• [ENUNCIADO DEL EJERCICIO]
Copia sin cambios, del texto sobre los cines de Madrid, todo lo que va desde "A lo largo del" hasta "francesas e italianas.".

A lo largo del fin de siglo, los videoclubes llevaron al cierre a todos los cines de programa doble en sesión continua. Al menos en Madrid, prácticamente el único escenario de mi vida, y por tanto también de mi obra. Aquello trastornó y dejó maltrecha a toda la exhibición fílmica. La versión original se mantuvo merced al cine de autor. Mientras, las grandes salas, los palacios de la exhibición de Fuencarral y la Gran vía, hacían otro tanto programando los estrenos impuestos por Hollywood. Dejaron de tener cabida en la cartelera comercial las cintas europeas, o lo que es lo mismo, las comedias francesas e italianas.
Y esos estrenos de las cintas comerciales estadounidenses, en Fuencarral y la Gran Vía, eran las que veía junto a mi madre a lo largo de los años 80. A decir verdad, veníamos haciéndolo desde principios de los 70, cuando con su pluriempleo -el funcionariado por la mañana, la enseñanza por la tarde- el presupuesto empezó a darnos para ir a los cines de la Gran Vía siempre que nos apetecía. Negocios de familia (1989), un drama muy ramplón de Sidney Lumet estrenado en el Capitol, fue la última película que vi con ella. "Ya no podemos ir al cine a distraernos", le dije, apenas unas semanas después, estando ya ella en su lecho de muerte.

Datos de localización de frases
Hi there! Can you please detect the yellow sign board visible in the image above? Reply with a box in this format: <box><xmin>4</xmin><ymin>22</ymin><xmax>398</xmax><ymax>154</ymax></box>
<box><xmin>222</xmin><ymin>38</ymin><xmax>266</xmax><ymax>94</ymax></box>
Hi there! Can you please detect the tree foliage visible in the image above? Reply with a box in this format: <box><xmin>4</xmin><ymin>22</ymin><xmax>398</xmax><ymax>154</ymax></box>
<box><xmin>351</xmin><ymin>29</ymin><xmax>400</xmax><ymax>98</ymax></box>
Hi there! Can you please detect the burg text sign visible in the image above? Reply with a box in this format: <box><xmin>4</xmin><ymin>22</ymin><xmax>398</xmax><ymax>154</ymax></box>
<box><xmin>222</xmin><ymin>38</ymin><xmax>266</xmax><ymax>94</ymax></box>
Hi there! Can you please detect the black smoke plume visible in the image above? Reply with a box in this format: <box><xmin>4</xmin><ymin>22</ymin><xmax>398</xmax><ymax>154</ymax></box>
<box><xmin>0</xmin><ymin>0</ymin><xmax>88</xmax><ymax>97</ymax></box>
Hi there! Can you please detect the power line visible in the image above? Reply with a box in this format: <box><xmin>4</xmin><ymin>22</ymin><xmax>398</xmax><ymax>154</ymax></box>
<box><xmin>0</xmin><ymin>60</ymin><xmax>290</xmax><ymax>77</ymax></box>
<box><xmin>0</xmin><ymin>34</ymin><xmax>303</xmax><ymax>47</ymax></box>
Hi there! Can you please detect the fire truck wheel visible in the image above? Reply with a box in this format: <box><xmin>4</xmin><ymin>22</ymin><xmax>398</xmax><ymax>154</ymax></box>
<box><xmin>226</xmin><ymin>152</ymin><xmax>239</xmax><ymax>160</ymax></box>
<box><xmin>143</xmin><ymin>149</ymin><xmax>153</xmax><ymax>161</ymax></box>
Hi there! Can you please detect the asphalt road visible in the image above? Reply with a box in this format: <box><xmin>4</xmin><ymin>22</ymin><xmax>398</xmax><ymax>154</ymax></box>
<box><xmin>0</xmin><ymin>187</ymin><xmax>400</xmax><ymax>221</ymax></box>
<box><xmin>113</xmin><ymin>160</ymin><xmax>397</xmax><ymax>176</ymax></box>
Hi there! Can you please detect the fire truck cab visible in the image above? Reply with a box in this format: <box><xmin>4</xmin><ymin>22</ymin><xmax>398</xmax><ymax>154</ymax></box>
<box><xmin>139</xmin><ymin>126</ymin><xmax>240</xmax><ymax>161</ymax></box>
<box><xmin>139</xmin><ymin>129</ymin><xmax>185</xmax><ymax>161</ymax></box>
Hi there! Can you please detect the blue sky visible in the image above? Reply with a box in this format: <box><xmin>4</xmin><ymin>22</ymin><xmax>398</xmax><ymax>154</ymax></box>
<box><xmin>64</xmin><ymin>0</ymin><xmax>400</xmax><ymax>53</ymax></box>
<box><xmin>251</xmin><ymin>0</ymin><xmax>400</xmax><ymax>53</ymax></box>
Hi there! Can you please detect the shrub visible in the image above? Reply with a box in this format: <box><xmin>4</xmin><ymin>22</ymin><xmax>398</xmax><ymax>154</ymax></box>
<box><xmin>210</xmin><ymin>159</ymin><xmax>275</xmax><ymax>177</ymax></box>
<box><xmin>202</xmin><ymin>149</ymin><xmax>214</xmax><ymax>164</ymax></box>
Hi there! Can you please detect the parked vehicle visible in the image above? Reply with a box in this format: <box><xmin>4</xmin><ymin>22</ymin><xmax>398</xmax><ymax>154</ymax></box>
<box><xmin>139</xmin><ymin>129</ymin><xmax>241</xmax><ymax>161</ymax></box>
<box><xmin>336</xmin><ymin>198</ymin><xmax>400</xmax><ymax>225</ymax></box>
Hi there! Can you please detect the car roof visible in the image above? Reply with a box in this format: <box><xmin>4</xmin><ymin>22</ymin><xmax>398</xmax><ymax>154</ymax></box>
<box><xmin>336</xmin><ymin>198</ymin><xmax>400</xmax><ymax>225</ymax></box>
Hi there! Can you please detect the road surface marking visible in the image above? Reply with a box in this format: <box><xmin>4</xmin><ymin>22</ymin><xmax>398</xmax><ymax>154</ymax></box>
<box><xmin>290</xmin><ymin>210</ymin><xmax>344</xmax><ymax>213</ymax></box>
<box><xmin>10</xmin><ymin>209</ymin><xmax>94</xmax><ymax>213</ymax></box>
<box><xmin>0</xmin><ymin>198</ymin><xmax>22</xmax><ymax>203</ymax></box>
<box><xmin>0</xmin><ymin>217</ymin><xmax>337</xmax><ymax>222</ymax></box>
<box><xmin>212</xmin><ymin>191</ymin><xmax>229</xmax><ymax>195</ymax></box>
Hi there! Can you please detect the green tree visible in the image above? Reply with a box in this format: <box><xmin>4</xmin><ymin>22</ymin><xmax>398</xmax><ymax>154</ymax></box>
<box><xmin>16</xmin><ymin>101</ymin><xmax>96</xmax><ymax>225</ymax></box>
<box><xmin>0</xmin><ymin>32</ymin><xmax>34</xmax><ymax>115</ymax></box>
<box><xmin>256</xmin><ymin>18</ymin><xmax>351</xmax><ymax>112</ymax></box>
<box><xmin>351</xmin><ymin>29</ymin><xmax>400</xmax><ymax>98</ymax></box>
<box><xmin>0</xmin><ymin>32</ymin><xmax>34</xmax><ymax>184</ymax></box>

• [RESPUESTA]
A lo largo del fin de siglo, los videoclubes llevaron al cierre a todos los cines de programa doble en sesión continua. Al menos en Madrid, prácticamente el único escenario de mi vida, y por tanto también de mi obra. Aquello trastornó y dejó maltrecha a toda la exhibición fílmica. La versión original se mantuvo merced al cine de autor. Mientras, las grandes salas, los palacios de la exhibición de Fuencarral y la Gran vía, hacían otro tanto programando los estrenos impuestos por Hollywood. Dejaron de tener cabida en la cartelera comercial las cintas europeas, o lo que es lo mismo, las comedias francesas e italianas.